Kerouil

« Kerrouill » (1426, Réformation) ; « Kerouill » (1468, 1 E 244) ; « Kerouyll » (1468, 1 E 244) (1) ; « Kerouill » (1538, ADLA : B2022) ; « Keroill » (1538, A85) ; « Kerouil » (1540, A85) ; « Keril » (1540, A85) ; « Keryouil » (1541, ADLA : B 2022) ; « Kerouyl » (1550, A85) ; « Kerouil » (1653, A85) ; « Kerouil huelaff » et « Kerouil iselaff » (1712, 4E205 17) ; « Kerouil » (1833, 3P159 3, cadastre) ; « Liors Kerouil » (1843, 4E 205 382) ; « Kerouille » (1884, 2O1C98 : conseil municipal de Penmarc’h) ; « Kérouill » (1888, Manuscrit du recteur Le Coz)

Le déterminant qui suit ker pourrait être le mot gouilh qui signifie larron (2) ou bien rouilh mot de signification indéterminée qui existe ailleurs en Bretagne comme patronyme ou comme toponyme (3).

Pour Robert Gouzien, Kerouil serait le hameau du rouleau = ruilh. Il pense que ce nom est lié à l’industrie du sel : le rouleau sert à l’égrenage du gros sel (4).

━━━━━━━━

CONSIGNE A | Relevez les trois mots que le texte sur Kerouil propose pour expliquer l'origine du nom.
Le texte sur Kerouil et les enregistrements sont sans rapport l'un avec l'autre.

DONNÉES D'ENTRÉE |
━━━━━━━━

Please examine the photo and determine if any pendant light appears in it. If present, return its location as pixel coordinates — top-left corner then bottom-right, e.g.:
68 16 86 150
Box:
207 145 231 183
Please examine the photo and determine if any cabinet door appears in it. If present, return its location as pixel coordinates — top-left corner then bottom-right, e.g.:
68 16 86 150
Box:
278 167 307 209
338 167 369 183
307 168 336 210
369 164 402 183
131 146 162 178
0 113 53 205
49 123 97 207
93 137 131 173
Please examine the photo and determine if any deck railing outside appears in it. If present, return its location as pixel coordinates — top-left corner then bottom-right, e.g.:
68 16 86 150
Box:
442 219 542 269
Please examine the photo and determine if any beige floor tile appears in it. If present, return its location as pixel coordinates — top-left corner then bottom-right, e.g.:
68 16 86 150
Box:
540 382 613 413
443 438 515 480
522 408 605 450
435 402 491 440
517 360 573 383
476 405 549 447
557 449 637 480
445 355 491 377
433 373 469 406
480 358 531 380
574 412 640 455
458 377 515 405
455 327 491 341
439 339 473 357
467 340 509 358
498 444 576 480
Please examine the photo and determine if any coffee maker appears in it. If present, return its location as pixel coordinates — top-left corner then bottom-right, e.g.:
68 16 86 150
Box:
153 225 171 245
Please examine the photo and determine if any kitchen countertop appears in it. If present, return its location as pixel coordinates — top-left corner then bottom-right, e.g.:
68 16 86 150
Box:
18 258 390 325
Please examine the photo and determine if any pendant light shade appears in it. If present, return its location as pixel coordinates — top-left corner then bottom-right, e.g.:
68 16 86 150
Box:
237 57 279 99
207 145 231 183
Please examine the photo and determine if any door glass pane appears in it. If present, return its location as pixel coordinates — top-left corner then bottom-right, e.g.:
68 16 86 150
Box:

━━━━━━━━

CONSIGNE B | Veuillez mettre dans une liste JSON de chaînes, à raison d'une chaîne par ligne et sans les lignes vides, les lignes des enregistrements situées entre celle qui contient « Please examine the photo and determine if any deck » et la fin des enregistrements, bornes comprises.

RÉPONSE A | gouilh, rouilh, ruilh

RÉPONSE B |
[
  "Please examine the photo and determine if any deck railing outside appears in it. If present, return its location as pixel coordinates — top-left corner then bottom-right, e.g.:",
  "68 16 86 150",
  "Box:",
  "442 219 542 269",
  "Please examine the photo and determine if any beige floor tile appears in it. If present, return its location as pixel coordinates — top-left corner then bottom-right, e.g.:",
  "68 16 86 150",
  "Box:",
  "540 382 613 413",
  "443 438 515 480",
  "522 408 605 450",
  "435 402 491 440",
  "517 360 573 383",
  "476 405 549 447",
  "557 449 637 480",
  "445 355 491 377",
  "433 373 469 406",
  "480 358 531 380",
  "574 412 640 455",
  "458 377 515 405",
  "455 327 491 341",
  "439 339 473 357",
  "467 340 509 358",
  "498 444 576 480",
  "Please examine the photo and determine if any coffee maker appears in it. If present, return its location as pixel coordinates — top-left corner then bottom-right, e.g.:",
  "68 16 86 150",
  "Box:",
  "153 225 171 245",
  "Please examine the photo and determine if any kitchen countertop appears in it. If present, return its location as pixel coordinates — top-left corner then bottom-right, e.g.:",
  "68 16 86 150",
  "Box:",
  "18 258 390 325",
  "Please examine the photo and determine if any pendant light shade appears in it. If present, return its location as pixel coordinates — top-left corner then bottom-right, e.g.:",
  "68 16 86 150",
  "Box:",
  "237 57 279 99",
  "207 145 231 183",
  "Please examine the photo and determine if any door glass pane appears in it. If present, return its location as pixel coordinates — top-left corner then bottom-right, e.g.:",
  "68 16 86 150",
  "Box:"
]